Problem description:
Without the pictures, write out all the lines below exactly as they appear.
*** Items ***
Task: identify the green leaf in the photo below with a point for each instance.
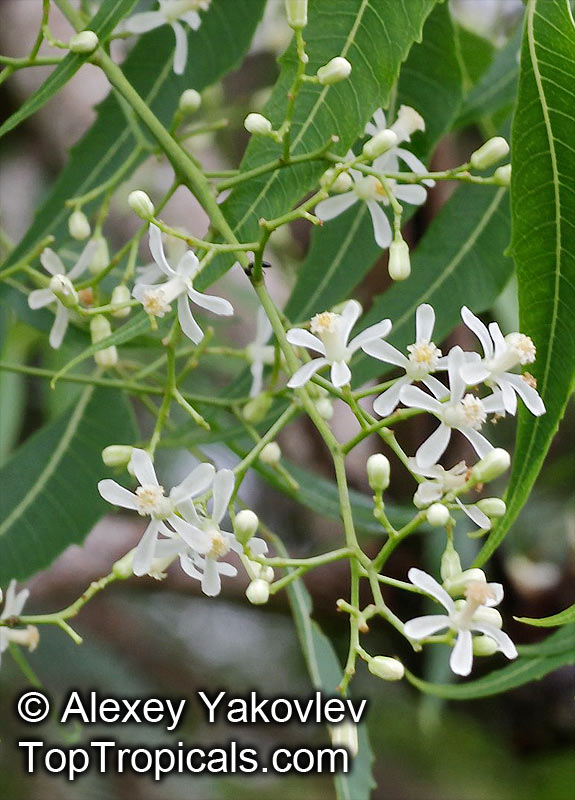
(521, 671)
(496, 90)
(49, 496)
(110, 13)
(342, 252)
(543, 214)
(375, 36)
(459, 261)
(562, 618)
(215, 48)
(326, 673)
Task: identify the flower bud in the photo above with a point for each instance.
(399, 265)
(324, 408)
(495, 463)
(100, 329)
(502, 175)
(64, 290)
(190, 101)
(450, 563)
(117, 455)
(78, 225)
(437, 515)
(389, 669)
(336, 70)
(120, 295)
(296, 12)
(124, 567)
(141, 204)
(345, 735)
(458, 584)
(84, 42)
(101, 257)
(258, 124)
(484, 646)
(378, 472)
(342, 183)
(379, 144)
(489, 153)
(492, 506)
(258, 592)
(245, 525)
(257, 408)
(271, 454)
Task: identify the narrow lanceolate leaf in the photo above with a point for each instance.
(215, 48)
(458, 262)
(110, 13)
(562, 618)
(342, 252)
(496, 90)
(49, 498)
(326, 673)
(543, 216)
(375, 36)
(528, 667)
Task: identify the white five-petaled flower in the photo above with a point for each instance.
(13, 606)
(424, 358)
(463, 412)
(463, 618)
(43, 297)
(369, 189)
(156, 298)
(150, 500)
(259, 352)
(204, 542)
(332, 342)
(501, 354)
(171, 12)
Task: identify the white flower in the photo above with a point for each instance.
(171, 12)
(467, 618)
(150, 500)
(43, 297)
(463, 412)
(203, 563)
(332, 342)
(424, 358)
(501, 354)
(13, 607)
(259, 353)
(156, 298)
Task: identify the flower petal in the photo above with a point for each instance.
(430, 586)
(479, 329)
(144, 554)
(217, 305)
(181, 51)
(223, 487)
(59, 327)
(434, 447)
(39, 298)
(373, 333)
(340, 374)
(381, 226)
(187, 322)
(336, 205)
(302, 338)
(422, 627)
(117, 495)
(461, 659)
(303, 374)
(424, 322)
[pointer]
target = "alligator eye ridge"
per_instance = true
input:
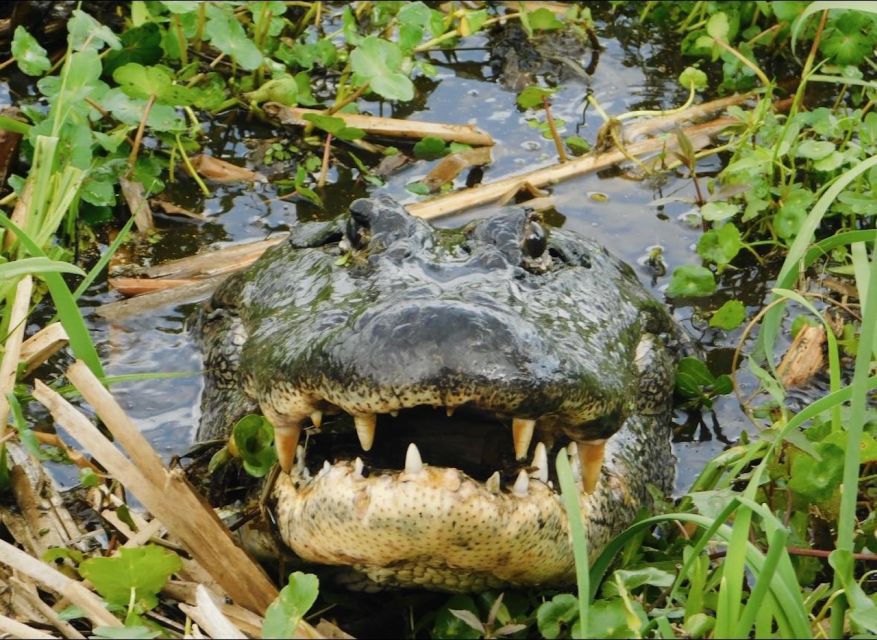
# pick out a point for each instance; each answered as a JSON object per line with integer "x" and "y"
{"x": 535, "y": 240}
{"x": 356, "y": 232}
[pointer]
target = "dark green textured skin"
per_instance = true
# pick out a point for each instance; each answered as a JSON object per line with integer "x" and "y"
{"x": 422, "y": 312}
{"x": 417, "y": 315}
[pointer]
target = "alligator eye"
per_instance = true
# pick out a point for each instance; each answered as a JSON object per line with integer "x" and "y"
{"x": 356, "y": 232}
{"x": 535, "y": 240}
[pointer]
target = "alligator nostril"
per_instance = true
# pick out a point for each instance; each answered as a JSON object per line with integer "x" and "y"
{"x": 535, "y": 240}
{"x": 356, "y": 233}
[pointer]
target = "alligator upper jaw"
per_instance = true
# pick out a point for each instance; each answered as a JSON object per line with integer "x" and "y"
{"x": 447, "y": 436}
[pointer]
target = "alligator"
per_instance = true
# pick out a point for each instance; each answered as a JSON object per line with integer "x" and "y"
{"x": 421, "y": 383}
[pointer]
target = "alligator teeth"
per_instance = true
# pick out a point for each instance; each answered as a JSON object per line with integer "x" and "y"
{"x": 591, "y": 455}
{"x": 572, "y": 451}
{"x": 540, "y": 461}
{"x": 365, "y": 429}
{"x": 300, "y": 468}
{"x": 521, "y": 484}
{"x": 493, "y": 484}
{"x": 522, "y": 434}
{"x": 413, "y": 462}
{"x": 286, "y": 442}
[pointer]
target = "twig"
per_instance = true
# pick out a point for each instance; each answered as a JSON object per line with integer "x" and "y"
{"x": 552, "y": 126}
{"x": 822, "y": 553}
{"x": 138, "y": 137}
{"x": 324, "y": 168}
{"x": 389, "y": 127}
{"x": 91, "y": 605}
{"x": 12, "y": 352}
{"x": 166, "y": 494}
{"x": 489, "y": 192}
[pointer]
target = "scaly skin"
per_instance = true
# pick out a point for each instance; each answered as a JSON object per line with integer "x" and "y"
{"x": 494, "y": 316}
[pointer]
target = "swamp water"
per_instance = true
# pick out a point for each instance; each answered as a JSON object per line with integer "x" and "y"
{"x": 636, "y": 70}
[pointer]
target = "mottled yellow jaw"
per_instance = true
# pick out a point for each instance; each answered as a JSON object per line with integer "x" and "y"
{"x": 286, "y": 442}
***
Result below:
Task: identify the green leaf in the photo below with a point for each instance.
(521, 671)
(496, 90)
(49, 496)
(110, 13)
(342, 252)
(543, 214)
(375, 36)
(459, 261)
(562, 618)
(215, 48)
(326, 673)
Task: identify the flower bud in the photo above with a point for each instance.
(399, 265)
(324, 408)
(495, 463)
(100, 329)
(502, 175)
(64, 290)
(190, 101)
(450, 563)
(117, 455)
(78, 225)
(437, 515)
(389, 669)
(336, 70)
(120, 295)
(296, 12)
(124, 567)
(141, 204)
(345, 735)
(458, 584)
(84, 42)
(101, 257)
(258, 124)
(484, 646)
(378, 472)
(342, 183)
(379, 144)
(489, 153)
(492, 506)
(258, 592)
(245, 525)
(257, 408)
(271, 454)
Task: identify the narrow lanceolate leaf in the photo above with a point for each instance.
(215, 48)
(458, 262)
(110, 13)
(562, 618)
(342, 252)
(496, 90)
(49, 498)
(326, 673)
(543, 216)
(375, 36)
(528, 667)
Task: identify the white five-petaled flower in the photo above with a point for each instance.
(13, 606)
(424, 358)
(463, 412)
(463, 618)
(43, 297)
(369, 189)
(156, 298)
(150, 500)
(259, 352)
(204, 542)
(332, 342)
(501, 354)
(171, 12)
Task: identify the white flower in the photo above with a point for each instance.
(171, 12)
(467, 618)
(150, 500)
(43, 297)
(463, 412)
(203, 563)
(332, 342)
(424, 358)
(501, 354)
(13, 607)
(259, 353)
(156, 298)
Task: identify the flower petal in the photo above with a point for each instance.
(430, 586)
(479, 329)
(144, 554)
(217, 305)
(181, 51)
(223, 487)
(59, 327)
(434, 447)
(39, 298)
(373, 333)
(340, 374)
(381, 226)
(187, 322)
(336, 205)
(302, 338)
(422, 627)
(117, 495)
(461, 659)
(303, 374)
(424, 322)
[pointer]
target = "alligator eye ridge"
per_instance = true
input:
# pick out a point for each instance; each answered as a JSON object per line with integer "x" and "y"
{"x": 535, "y": 240}
{"x": 356, "y": 232}
[pointer]
target = "dark green textured skin"
per_instance = true
# pick out a point for each instance; each answered as a JSON object per line with integer "x" and "y"
{"x": 422, "y": 312}
{"x": 417, "y": 315}
[pointer]
target = "alligator eye"
per_instance = true
# pick out a point for each instance; each answered as a JSON object per line with integer "x" and "y"
{"x": 356, "y": 232}
{"x": 535, "y": 240}
[pointer]
target = "alligator nostril"
per_instance = true
# pick out a point for each instance; each answered as a JSON object per line with integer "x" and "y"
{"x": 535, "y": 240}
{"x": 356, "y": 233}
[pointer]
target = "alligator upper jaw"
per_instance = true
# pick out a point for each instance; each answered as a JSON object per line with integer "x" and "y"
{"x": 447, "y": 436}
[pointer]
target = "alligator"
per_instance = true
# pick out a point for each instance; each answered as a JSON object per line with integer "x" and "y"
{"x": 421, "y": 383}
[pointer]
target = "alligator teeth"
per_instance = true
# pick out a point for each instance; each answered as a JSON object per line with integer "x" and "y"
{"x": 591, "y": 455}
{"x": 572, "y": 451}
{"x": 540, "y": 461}
{"x": 365, "y": 429}
{"x": 300, "y": 468}
{"x": 521, "y": 484}
{"x": 493, "y": 484}
{"x": 522, "y": 434}
{"x": 413, "y": 462}
{"x": 286, "y": 442}
[pointer]
target = "twig"
per_instance = true
# pick out a point for each instance; each answered as a JSON object per line with integer "x" and "y"
{"x": 552, "y": 126}
{"x": 822, "y": 553}
{"x": 138, "y": 137}
{"x": 324, "y": 168}
{"x": 389, "y": 127}
{"x": 91, "y": 605}
{"x": 12, "y": 352}
{"x": 166, "y": 494}
{"x": 489, "y": 192}
[pointer]
target = "scaly skin"
per_instance = true
# pick out a point for each instance; each answered as a JSON object per line with integer "x" and "y"
{"x": 494, "y": 316}
[pointer]
target = "swamp water"
per_instance = true
# pick out a point for each instance; each answered as a JSON object per line with integer "x" and "y"
{"x": 636, "y": 70}
[pointer]
target = "mottled yellow jaw"
per_instance = true
# pick out a point for each instance; each answered as a JSON object per line with integer "x" and "y"
{"x": 286, "y": 442}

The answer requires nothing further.